Region pointing data:
>>>>

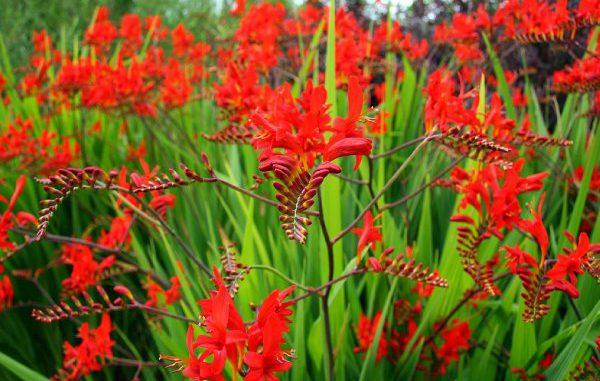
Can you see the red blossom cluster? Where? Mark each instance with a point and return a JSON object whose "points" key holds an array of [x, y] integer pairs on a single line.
{"points": [[297, 127], [582, 76], [399, 332], [494, 196], [227, 338], [157, 295], [86, 271], [41, 153], [130, 84], [7, 293], [91, 354], [538, 282]]}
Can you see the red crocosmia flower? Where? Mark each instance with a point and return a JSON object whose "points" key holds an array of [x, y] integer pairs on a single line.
{"points": [[547, 360], [102, 32], [91, 354], [118, 235], [368, 234], [162, 203], [225, 338], [170, 296], [456, 338], [131, 32], [238, 8], [537, 229], [26, 219], [258, 34], [517, 257], [298, 127], [182, 40], [85, 270], [41, 41], [271, 359], [6, 222], [563, 275], [365, 333], [7, 293], [348, 147]]}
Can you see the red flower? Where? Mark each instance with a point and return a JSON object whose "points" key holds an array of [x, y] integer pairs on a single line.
{"points": [[169, 296], [131, 32], [91, 354], [517, 258], [162, 203], [456, 338], [118, 235], [85, 270], [6, 218], [225, 338], [182, 40], [7, 293], [563, 275], [298, 127], [102, 32], [537, 229], [368, 234], [262, 365], [365, 332]]}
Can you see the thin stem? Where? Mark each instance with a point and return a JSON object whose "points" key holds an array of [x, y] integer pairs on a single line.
{"points": [[74, 240], [351, 180], [158, 311], [325, 296], [462, 302], [133, 362], [318, 290], [254, 195], [279, 274], [381, 192], [404, 145]]}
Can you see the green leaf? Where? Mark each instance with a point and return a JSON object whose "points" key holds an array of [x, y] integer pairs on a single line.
{"points": [[20, 370], [559, 368]]}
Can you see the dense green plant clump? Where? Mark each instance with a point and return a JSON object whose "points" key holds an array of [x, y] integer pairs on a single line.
{"points": [[307, 193]]}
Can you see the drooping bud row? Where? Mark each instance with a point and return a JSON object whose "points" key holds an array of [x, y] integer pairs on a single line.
{"points": [[296, 191], [88, 305], [63, 183]]}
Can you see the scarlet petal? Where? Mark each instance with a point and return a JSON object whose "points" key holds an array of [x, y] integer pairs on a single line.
{"points": [[348, 147]]}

<<<<

◆ EXERCISE GOAL ◆
Every line above goes into your copy exactly; no images go in.

◆ TASK RESULT ◆
Can you see the red blossom cluster? Where? Mark each instance with a point and return a JSON object whose "points" key holds an array of [x, y] integer pairs on a single line.
{"points": [[297, 127], [582, 76], [399, 332], [494, 196], [227, 338], [157, 295], [86, 271], [41, 153], [130, 84], [7, 293], [91, 354], [538, 282]]}
Can you see the red crocosmia flower? Where? Mark each instance with a point and return a JSON object whose "points" key holds an array of [x, y] integer pairs on a single line.
{"points": [[547, 360], [102, 32], [91, 354], [118, 235], [368, 234], [162, 203], [225, 338], [170, 296], [456, 338], [131, 32], [238, 8], [537, 229], [26, 219], [258, 34], [517, 257], [298, 127], [182, 40], [85, 270], [41, 41], [271, 359], [6, 222], [563, 275], [365, 333], [7, 293], [348, 147]]}
Can you see the red flower? Where? Mark each instance with a point and return a JSON object whose "points" key holds an array of [x, y] integer pairs on a single line.
{"points": [[169, 296], [131, 32], [91, 354], [517, 258], [162, 203], [456, 338], [118, 235], [85, 270], [6, 218], [225, 338], [182, 40], [7, 293], [563, 275], [298, 127], [102, 32], [537, 229], [368, 234], [262, 365], [365, 332]]}
Can you see the thin stem? Where? Mark each instance with a point and return a JSON object whose "points" key holds an array of [x, y] integer pairs on a single line.
{"points": [[74, 240], [351, 180], [158, 311], [325, 296], [462, 302], [133, 362], [318, 290], [254, 195], [279, 274], [381, 192], [404, 145]]}
Can you see the green leaf? Where? Mark each instance with a point and return a JSON object whose "points" key holds an array of [x, y] integer pairs on a single line.
{"points": [[20, 370], [559, 368]]}
Can you see the dense green plant clump? Where? Mark each instance with a point and return a JSON object whose "points" key holds an array of [x, y] integer pairs on a single line.
{"points": [[307, 193]]}
Can you see the drooping bud row? Where? Mark each instance with a point and return a JSON object whose "points" key holds an array of [x, y] integer pairs on a single line.
{"points": [[296, 191], [88, 305], [63, 183]]}
Can you see the scarlet petal? Where? Mark each instance with a point and return a JSON object whose "points" key holds an array of [x, y] integer pairs on a single line.
{"points": [[348, 147]]}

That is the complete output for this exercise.